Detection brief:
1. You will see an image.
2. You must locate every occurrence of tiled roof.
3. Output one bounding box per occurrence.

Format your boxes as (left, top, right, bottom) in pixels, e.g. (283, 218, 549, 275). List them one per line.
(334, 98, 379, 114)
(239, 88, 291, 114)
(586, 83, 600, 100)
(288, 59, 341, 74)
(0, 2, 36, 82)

------------------------------------

Each line above is to be restated exactly as it stands.

Detection brief:
1. You will see an image.
2. You must locate every occurrence of tiled roof.
3. Output one bounding box per occurrence.

Format your boxes as (left, top, right, bottom) in pixels, e.g. (283, 218, 549, 275). List them one per line.
(334, 98, 379, 114)
(239, 88, 291, 114)
(586, 83, 600, 100)
(288, 59, 341, 74)
(0, 2, 36, 82)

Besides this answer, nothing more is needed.